# The data
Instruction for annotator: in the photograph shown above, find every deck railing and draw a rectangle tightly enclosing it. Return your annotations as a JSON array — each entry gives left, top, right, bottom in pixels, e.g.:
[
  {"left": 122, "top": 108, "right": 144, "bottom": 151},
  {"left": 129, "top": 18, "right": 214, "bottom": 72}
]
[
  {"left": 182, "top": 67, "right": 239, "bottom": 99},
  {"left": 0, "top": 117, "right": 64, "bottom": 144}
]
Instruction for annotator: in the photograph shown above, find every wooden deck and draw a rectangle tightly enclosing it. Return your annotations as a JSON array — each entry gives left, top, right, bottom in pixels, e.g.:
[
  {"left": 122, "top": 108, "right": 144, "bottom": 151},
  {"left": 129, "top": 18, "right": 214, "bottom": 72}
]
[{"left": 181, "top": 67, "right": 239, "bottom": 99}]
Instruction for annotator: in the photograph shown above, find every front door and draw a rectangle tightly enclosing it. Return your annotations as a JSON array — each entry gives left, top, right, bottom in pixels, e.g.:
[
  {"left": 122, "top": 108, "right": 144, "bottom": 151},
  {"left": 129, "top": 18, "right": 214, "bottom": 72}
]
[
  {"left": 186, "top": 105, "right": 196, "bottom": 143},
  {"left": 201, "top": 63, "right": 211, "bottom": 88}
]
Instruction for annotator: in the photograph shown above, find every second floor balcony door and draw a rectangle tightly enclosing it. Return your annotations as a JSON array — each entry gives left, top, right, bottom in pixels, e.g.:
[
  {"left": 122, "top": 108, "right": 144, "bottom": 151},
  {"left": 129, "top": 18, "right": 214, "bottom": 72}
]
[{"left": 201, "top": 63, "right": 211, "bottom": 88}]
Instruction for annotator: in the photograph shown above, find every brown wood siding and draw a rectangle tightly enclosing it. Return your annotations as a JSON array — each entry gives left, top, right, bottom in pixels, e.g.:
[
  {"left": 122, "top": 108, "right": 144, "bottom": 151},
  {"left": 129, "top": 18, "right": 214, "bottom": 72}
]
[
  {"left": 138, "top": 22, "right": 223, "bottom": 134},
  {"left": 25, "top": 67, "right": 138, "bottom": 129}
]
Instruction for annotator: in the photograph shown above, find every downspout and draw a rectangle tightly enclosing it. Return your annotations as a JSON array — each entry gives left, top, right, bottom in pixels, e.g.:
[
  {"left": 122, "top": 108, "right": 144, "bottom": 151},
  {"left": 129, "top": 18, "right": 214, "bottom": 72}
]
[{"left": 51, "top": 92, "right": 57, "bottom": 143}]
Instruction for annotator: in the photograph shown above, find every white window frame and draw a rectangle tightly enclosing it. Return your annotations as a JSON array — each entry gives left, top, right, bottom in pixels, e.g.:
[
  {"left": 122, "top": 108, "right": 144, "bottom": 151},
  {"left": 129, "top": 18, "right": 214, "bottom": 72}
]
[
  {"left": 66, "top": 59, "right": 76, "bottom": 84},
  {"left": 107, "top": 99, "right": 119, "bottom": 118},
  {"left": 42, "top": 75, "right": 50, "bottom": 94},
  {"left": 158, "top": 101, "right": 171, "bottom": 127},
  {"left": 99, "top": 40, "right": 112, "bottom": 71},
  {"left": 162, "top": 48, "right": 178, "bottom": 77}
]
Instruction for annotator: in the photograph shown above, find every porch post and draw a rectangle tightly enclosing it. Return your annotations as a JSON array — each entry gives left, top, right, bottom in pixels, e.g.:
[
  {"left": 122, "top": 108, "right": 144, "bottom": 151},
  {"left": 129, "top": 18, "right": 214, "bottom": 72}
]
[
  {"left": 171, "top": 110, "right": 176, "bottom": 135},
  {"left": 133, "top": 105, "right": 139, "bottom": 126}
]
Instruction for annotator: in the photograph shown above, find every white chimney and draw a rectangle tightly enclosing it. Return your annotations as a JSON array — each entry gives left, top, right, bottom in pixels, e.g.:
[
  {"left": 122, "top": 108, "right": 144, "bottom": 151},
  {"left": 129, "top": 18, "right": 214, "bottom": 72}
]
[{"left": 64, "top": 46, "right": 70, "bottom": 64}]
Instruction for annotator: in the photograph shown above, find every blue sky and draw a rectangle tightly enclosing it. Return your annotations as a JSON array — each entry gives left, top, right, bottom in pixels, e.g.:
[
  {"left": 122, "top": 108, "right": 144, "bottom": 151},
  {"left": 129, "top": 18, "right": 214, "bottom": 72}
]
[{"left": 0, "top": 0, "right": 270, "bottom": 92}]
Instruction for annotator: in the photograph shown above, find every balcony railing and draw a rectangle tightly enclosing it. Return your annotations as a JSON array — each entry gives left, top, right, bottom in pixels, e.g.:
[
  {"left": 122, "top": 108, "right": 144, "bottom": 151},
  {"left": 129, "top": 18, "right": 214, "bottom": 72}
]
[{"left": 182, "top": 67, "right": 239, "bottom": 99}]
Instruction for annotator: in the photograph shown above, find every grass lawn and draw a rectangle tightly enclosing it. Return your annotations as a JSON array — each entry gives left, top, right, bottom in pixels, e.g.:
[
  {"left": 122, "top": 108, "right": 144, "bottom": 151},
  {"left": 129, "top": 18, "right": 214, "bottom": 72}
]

# Job
Return the listing above in its exact form.

# Solution
Instruction for annotator: in the photograph shown above, find every deck railing and draw a rectangle tightly enclosing it. Return your annotations as a JSON array — each entry gives left, top, right, bottom in pixels, e.g.:
[
  {"left": 122, "top": 108, "right": 144, "bottom": 151},
  {"left": 129, "top": 18, "right": 214, "bottom": 72}
]
[
  {"left": 182, "top": 67, "right": 239, "bottom": 99},
  {"left": 0, "top": 117, "right": 64, "bottom": 144}
]
Instruction for annotator: in the photograph shown above, find every wooden deck and draw a rectangle tightly enclosing it. Return your annotations as a JSON array — each entry gives left, top, right, bottom in pixels, e.g.:
[
  {"left": 122, "top": 108, "right": 144, "bottom": 151},
  {"left": 129, "top": 18, "right": 214, "bottom": 72}
]
[{"left": 181, "top": 67, "right": 239, "bottom": 99}]
Instruction for annotator: in the photograph shown above, find every front door and draw a rectangle tightly enclosing it. Return your annotations as a JSON array — each entry gives left, top, right, bottom in pixels, e.g.:
[
  {"left": 122, "top": 108, "right": 144, "bottom": 151},
  {"left": 129, "top": 18, "right": 214, "bottom": 72}
]
[
  {"left": 186, "top": 105, "right": 196, "bottom": 143},
  {"left": 201, "top": 63, "right": 211, "bottom": 88}
]
Instruction for annotator: in the photograph shown above, find every second floor balcony door and draw a rectangle tightly enclosing it. Return your annotations as a JSON array — each entry gives left, top, right, bottom in pixels, e.g.:
[
  {"left": 122, "top": 108, "right": 144, "bottom": 151},
  {"left": 129, "top": 18, "right": 214, "bottom": 72}
]
[{"left": 201, "top": 63, "right": 211, "bottom": 88}]
Instruction for annotator: in the photograph shown above, find every brown wood siding and draw a rectangle tightly enclosing it. Return your annotations as a JSON array — each entry gives left, top, right, bottom in pixels, e.g.:
[
  {"left": 122, "top": 108, "right": 144, "bottom": 151},
  {"left": 129, "top": 18, "right": 214, "bottom": 72}
]
[
  {"left": 138, "top": 22, "right": 223, "bottom": 134},
  {"left": 25, "top": 67, "right": 138, "bottom": 129}
]
Instruction for annotator: in the photograph shown above, find every downspout and draw a rectangle tightly enclosing it. Return your annotations as a JSON array — each entry gives left, top, right, bottom in pixels, e.g.:
[
  {"left": 122, "top": 108, "right": 144, "bottom": 151},
  {"left": 129, "top": 18, "right": 214, "bottom": 72}
]
[{"left": 51, "top": 92, "right": 57, "bottom": 143}]
Instruction for annotator: in the photograph shown above, find every white window frame and draw a rectangle tightly enclosing it. Return your annotations as a JSON array — each entry gives left, top, right, bottom in pixels, e.g.:
[
  {"left": 122, "top": 108, "right": 144, "bottom": 151},
  {"left": 129, "top": 18, "right": 214, "bottom": 72}
]
[
  {"left": 66, "top": 59, "right": 76, "bottom": 84},
  {"left": 107, "top": 99, "right": 119, "bottom": 118},
  {"left": 42, "top": 75, "right": 50, "bottom": 94},
  {"left": 158, "top": 101, "right": 171, "bottom": 127},
  {"left": 99, "top": 40, "right": 112, "bottom": 71},
  {"left": 162, "top": 48, "right": 178, "bottom": 77}
]
Instruction for annotator: in the photograph shown above, find every porch post and draw a rectangle tightly enclosing it. Return your annotations as a JSON array — each entry gives left, top, right, bottom in pixels, e.g.:
[
  {"left": 122, "top": 108, "right": 144, "bottom": 151},
  {"left": 129, "top": 18, "right": 214, "bottom": 72}
]
[
  {"left": 171, "top": 110, "right": 176, "bottom": 135},
  {"left": 133, "top": 105, "right": 139, "bottom": 126}
]
Instruction for annotator: in the photograph shown above, find every white chimney and draw a rectangle tightly enclosing it. Return your annotations as a JSON array — each entry gives left, top, right, bottom in pixels, e.g.:
[
  {"left": 122, "top": 108, "right": 144, "bottom": 151},
  {"left": 129, "top": 18, "right": 214, "bottom": 72}
]
[{"left": 64, "top": 46, "right": 70, "bottom": 64}]
Instruction for annotator: in the photograph shown above, find every blue sky and draw a rectangle tightly enclosing it. Return your annotations as a JSON array — each entry gives left, top, right, bottom in pixels, e.g.:
[
  {"left": 122, "top": 108, "right": 144, "bottom": 151},
  {"left": 129, "top": 18, "right": 214, "bottom": 72}
]
[{"left": 0, "top": 0, "right": 270, "bottom": 92}]
Instruction for annotator: in the photograph shown above, find every balcony railing and draw a rectangle tightly enclosing it. Return your annotations as a JSON array — each entry gives left, top, right, bottom in pixels, e.g.:
[
  {"left": 122, "top": 108, "right": 144, "bottom": 151},
  {"left": 129, "top": 18, "right": 214, "bottom": 72}
]
[{"left": 182, "top": 67, "right": 239, "bottom": 99}]
Instruction for annotator: in the photograph shown above, find every grass lawn and draw a rectangle tightly enclosing it. Return your annotations as a JSON array — each entry gives left, top, right, bottom in pixels, e.g.:
[
  {"left": 122, "top": 108, "right": 144, "bottom": 151},
  {"left": 129, "top": 18, "right": 214, "bottom": 72}
]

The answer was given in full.